* Exercise instructions:
In the data below, which lines hold "background"? Copy every one.

[Image point grounding data]
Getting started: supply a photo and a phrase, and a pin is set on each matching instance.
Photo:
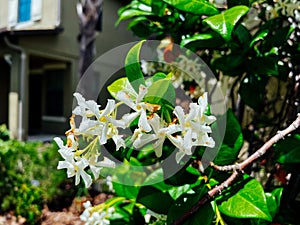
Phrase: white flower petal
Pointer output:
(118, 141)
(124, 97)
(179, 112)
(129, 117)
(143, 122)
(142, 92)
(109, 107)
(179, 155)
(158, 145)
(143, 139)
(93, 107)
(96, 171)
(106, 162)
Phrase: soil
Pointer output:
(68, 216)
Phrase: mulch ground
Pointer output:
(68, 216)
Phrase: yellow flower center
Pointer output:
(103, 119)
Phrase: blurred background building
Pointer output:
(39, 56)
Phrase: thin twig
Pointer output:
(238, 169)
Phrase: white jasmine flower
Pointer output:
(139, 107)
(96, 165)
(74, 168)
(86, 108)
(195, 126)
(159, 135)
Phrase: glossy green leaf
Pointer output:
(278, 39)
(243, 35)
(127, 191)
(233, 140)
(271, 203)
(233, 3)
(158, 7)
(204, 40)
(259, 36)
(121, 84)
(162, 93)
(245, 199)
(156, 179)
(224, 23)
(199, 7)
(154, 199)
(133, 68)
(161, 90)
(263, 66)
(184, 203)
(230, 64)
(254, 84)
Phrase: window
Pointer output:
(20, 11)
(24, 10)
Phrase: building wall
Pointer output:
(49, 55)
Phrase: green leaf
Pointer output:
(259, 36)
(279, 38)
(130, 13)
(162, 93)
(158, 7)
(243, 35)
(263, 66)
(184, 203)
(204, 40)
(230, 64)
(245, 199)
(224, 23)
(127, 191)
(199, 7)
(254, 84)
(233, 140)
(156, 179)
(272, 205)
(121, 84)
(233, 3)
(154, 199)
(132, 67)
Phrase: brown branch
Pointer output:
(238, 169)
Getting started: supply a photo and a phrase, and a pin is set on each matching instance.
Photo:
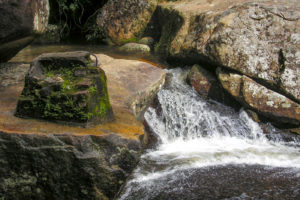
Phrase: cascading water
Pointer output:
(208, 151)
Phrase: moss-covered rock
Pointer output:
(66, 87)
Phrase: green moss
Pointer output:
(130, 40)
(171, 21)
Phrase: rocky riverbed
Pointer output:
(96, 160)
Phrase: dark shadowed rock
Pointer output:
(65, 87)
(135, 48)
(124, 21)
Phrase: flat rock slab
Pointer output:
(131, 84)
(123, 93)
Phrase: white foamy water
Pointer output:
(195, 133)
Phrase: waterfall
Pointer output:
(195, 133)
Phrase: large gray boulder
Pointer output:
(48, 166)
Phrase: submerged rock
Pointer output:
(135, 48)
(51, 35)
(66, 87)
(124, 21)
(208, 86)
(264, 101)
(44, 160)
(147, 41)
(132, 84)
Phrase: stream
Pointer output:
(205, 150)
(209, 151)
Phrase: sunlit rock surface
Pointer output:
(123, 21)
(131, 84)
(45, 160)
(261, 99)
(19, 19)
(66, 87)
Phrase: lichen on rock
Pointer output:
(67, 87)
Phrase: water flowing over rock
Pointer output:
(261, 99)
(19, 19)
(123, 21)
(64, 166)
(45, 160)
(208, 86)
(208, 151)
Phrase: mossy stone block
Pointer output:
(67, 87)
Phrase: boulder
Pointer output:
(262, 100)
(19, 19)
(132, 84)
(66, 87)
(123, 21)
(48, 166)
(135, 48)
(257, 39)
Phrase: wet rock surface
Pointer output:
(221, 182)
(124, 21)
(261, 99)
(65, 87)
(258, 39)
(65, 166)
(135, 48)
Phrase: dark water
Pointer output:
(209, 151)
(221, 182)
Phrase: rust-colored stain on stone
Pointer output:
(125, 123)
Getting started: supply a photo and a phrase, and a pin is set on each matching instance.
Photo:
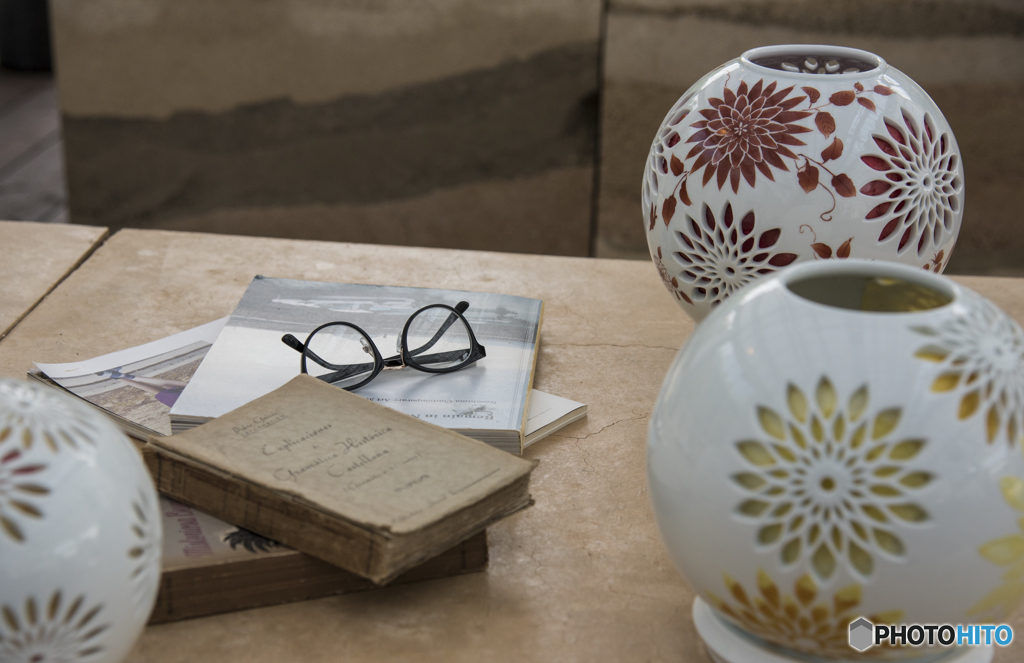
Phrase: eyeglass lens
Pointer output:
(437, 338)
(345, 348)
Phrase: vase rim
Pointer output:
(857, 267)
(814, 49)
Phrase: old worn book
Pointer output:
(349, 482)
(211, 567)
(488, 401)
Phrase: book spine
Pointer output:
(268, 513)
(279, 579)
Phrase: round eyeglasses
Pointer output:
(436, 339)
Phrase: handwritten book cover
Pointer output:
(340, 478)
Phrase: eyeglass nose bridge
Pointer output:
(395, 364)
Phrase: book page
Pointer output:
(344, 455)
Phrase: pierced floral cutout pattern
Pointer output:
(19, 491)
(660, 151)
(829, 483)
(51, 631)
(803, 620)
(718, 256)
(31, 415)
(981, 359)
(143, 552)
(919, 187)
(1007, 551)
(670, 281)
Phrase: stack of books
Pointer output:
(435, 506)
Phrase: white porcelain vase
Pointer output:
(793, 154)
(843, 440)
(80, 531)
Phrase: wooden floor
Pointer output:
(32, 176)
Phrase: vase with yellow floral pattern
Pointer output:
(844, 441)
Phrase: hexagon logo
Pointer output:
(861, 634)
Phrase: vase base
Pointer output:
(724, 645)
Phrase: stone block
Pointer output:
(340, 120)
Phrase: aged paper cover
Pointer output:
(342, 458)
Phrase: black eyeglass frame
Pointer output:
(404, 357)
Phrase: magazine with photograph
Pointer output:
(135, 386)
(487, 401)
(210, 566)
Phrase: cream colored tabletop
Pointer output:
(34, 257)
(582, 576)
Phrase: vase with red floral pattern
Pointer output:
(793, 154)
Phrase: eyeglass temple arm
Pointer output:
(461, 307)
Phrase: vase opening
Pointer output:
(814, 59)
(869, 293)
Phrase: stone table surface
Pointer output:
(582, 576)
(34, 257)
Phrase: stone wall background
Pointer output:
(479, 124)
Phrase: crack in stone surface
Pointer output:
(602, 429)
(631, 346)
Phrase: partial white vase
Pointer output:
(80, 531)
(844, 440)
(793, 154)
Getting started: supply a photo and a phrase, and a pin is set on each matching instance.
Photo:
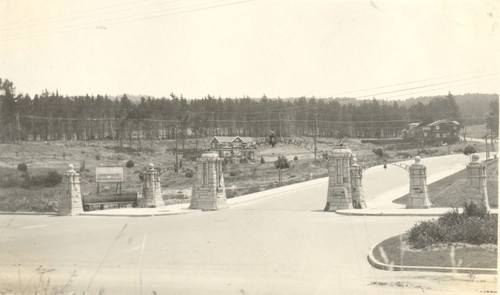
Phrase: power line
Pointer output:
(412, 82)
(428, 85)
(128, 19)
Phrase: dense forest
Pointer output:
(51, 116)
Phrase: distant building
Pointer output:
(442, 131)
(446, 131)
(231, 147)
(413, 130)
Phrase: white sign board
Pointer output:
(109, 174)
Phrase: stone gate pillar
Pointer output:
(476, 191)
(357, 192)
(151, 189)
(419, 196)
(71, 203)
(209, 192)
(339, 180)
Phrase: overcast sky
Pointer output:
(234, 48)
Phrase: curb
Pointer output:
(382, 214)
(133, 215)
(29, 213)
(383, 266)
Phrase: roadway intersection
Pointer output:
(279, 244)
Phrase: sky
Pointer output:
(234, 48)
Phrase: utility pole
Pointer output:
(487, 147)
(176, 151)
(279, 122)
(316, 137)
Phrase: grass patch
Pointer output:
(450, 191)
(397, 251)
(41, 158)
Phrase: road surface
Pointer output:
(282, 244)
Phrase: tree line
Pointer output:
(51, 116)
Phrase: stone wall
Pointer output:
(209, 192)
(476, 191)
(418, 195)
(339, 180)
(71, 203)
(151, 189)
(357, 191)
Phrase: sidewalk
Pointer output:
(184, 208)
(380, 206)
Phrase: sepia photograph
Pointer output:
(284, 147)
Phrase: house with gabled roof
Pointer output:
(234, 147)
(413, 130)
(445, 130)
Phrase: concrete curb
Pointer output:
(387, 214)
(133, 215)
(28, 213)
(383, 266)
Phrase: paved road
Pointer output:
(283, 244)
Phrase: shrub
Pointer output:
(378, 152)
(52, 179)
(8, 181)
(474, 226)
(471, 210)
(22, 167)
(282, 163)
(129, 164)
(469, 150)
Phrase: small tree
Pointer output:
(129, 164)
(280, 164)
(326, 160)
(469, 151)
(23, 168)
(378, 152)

...

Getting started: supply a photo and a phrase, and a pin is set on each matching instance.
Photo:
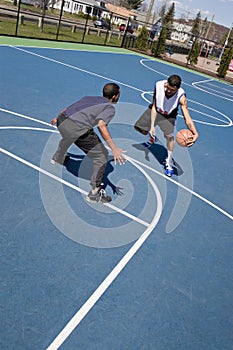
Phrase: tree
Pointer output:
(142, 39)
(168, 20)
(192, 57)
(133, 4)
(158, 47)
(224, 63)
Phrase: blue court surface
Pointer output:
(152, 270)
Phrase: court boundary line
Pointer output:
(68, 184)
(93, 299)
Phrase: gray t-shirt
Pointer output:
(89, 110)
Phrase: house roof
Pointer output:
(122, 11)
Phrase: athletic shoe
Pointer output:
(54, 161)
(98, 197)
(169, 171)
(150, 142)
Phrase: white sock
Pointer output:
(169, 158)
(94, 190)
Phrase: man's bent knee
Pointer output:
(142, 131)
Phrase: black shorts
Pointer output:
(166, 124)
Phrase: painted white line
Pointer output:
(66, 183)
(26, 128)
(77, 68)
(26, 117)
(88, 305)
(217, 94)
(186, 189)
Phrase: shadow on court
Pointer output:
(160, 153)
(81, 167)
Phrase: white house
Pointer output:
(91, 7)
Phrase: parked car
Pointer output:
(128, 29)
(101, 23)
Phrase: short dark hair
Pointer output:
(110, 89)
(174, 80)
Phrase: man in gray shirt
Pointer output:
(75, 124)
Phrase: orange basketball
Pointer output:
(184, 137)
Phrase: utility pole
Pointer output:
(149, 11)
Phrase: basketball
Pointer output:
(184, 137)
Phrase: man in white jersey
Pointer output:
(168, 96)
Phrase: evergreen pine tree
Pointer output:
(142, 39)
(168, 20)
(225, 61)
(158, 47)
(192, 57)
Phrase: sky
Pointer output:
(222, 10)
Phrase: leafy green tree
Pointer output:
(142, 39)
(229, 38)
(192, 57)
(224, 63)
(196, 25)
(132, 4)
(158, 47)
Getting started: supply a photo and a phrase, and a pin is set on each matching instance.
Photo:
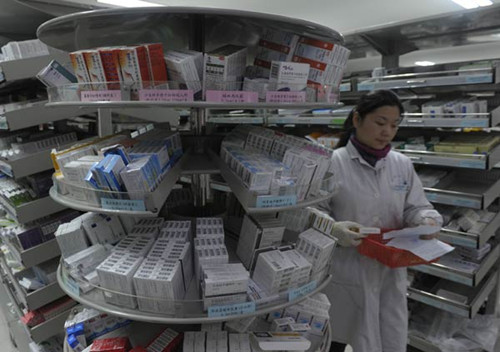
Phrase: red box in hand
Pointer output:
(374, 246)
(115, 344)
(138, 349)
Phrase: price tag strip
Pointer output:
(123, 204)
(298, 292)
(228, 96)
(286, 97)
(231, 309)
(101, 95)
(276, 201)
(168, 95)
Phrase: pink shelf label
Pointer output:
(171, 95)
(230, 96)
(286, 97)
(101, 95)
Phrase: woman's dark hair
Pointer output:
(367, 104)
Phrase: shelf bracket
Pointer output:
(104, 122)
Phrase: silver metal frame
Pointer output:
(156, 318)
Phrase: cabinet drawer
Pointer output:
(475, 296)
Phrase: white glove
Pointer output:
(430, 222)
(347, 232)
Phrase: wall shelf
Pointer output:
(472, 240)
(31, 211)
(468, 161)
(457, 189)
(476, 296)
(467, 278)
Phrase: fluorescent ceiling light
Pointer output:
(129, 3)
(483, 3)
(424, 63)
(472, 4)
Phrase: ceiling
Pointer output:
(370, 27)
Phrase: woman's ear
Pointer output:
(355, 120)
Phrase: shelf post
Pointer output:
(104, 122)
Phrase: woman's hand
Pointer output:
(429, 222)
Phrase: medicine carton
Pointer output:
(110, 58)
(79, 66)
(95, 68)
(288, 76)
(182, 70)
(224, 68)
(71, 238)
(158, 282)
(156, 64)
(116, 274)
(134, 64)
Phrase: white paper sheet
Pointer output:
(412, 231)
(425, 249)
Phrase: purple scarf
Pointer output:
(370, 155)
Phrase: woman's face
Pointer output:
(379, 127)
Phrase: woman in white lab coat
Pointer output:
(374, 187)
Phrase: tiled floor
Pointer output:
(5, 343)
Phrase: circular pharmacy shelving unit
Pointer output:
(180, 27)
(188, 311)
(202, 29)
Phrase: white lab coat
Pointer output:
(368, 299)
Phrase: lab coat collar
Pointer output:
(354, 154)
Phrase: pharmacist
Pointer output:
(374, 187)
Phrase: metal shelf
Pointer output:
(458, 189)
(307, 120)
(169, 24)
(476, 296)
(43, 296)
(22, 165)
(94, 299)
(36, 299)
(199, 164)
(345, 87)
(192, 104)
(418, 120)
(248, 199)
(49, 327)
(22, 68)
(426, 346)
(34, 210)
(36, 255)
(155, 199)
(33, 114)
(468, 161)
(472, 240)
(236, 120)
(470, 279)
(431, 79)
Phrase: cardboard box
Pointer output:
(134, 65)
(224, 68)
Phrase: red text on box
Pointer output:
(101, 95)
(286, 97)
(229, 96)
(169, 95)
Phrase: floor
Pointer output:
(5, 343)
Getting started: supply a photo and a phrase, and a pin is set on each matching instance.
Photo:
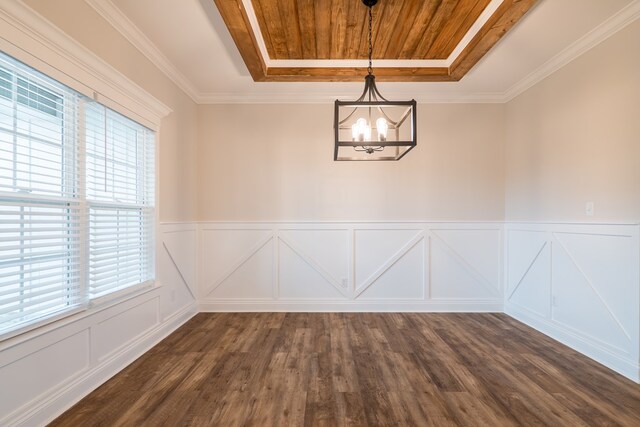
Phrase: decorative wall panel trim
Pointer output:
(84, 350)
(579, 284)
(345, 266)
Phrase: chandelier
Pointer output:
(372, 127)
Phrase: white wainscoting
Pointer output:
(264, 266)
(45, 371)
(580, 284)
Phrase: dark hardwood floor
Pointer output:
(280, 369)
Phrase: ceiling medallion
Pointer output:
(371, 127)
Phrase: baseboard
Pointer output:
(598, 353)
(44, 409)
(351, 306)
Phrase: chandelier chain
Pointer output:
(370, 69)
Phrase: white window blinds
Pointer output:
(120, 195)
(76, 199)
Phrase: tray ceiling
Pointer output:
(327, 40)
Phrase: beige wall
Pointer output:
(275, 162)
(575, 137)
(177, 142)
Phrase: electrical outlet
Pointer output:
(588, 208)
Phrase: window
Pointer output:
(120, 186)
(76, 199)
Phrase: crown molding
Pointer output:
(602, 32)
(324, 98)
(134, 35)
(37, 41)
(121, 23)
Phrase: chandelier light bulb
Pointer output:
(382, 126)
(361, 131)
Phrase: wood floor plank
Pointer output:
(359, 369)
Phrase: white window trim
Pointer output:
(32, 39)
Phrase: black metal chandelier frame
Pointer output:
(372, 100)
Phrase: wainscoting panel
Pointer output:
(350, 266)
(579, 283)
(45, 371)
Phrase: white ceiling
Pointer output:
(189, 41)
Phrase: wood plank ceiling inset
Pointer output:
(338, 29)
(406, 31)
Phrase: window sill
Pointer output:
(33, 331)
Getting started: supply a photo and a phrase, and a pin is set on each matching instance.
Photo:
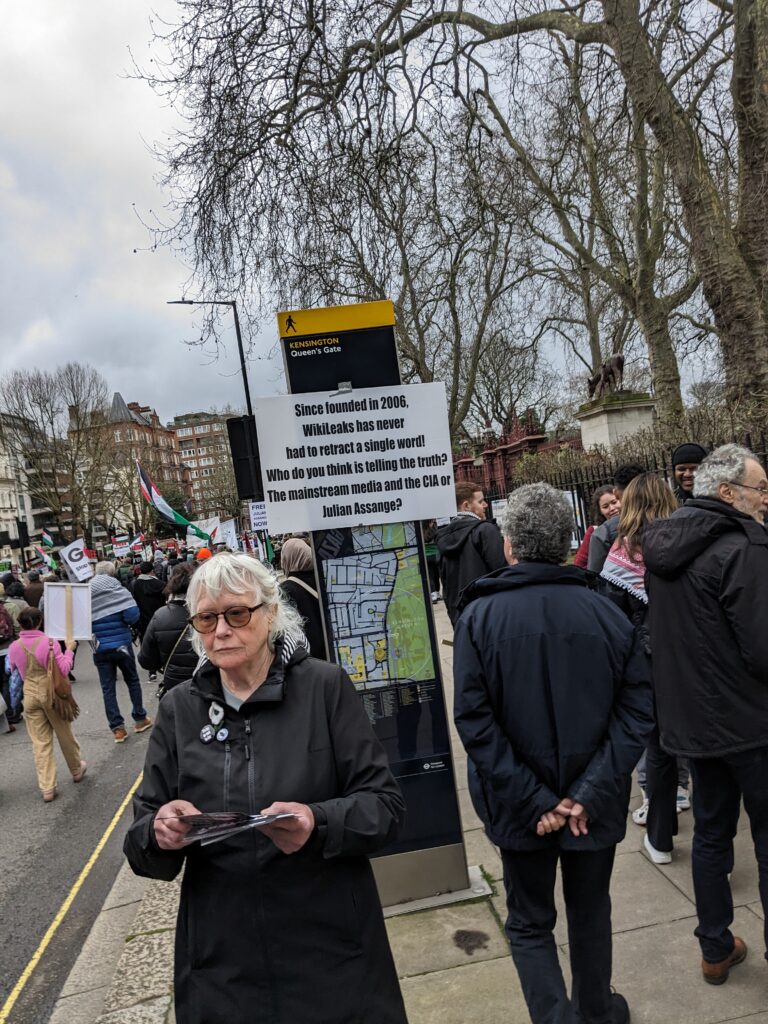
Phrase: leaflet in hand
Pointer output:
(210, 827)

---

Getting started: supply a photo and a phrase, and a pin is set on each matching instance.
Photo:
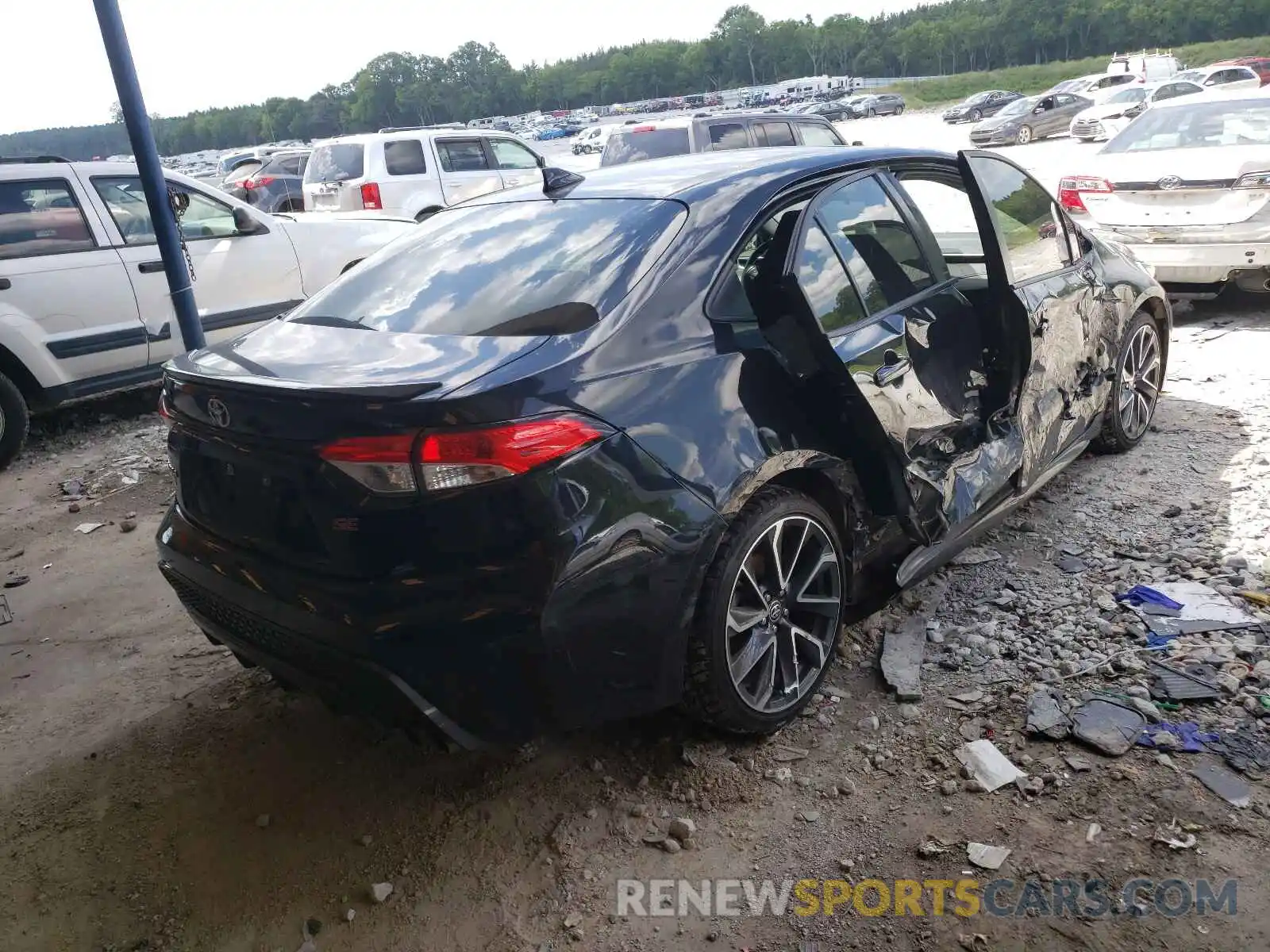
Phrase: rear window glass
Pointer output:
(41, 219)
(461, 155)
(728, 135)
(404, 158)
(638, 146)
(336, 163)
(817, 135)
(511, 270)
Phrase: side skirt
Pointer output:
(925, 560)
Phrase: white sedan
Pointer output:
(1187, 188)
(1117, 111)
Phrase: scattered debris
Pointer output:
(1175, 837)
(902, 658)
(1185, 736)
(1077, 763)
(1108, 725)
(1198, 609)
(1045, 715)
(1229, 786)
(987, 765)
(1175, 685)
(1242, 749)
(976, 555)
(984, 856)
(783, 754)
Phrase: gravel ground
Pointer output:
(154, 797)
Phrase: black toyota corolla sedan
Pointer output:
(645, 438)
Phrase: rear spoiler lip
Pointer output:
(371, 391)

* Task response:
Phrase: blurred background building
Phrase: stone wall background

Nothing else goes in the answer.